In the items below, starting at the line that contains "Exercise. Mark the printed" and ending at the last line of the items, swap "black leather jacket" for "brown leather jacket" everywhere it occurs. Give back only those lines, with everything else left unchanged.

## Data for this task
· · · · · · ·

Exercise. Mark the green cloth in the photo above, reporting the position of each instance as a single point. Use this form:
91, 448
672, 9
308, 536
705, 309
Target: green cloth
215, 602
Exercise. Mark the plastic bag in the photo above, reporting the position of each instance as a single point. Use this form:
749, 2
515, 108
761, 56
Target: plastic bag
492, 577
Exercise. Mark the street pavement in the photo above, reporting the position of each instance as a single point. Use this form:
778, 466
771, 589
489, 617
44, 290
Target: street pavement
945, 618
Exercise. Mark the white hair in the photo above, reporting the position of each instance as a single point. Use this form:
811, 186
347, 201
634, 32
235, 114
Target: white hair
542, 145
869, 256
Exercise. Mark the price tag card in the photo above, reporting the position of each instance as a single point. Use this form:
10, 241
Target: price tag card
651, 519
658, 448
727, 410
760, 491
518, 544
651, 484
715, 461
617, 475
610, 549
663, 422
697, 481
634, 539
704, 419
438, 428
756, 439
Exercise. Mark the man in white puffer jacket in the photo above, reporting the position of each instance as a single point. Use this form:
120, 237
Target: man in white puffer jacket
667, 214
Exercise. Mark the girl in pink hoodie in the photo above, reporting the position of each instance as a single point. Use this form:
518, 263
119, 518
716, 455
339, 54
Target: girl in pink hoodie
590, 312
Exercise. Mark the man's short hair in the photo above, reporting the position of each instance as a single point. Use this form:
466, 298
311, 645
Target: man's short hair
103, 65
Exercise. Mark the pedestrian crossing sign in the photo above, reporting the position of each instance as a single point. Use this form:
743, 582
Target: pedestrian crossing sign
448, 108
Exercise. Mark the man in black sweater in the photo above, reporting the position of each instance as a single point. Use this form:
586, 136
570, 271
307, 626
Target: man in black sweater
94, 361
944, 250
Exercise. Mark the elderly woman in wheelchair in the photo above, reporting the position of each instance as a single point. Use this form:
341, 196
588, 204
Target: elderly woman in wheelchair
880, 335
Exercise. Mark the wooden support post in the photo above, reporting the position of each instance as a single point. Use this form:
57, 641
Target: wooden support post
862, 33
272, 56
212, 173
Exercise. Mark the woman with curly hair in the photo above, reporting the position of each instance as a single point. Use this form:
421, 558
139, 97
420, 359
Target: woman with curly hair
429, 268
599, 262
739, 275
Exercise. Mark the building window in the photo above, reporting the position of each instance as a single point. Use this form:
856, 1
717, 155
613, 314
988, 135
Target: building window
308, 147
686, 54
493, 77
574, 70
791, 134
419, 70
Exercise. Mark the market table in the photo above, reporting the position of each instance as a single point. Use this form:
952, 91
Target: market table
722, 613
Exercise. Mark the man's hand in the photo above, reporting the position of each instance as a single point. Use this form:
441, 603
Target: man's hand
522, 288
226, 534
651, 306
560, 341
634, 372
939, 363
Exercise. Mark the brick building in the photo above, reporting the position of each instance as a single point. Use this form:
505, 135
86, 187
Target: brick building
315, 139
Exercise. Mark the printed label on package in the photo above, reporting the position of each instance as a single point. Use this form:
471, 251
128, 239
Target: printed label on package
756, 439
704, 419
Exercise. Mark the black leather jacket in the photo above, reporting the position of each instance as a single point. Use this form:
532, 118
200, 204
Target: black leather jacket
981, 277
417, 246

· · · · · · ·

## Written answer
Exercise. Mark the printed label on package in the photo above, reporting the position of each instance as a single point. Use this form:
471, 251
128, 239
Target: printed label on package
756, 439
704, 419
Exercise. Mark the brown leather jacket in the photo above, reporting the position of each instance as a single point. Use this form:
532, 118
200, 204
Target: brown leather jacket
981, 277
417, 246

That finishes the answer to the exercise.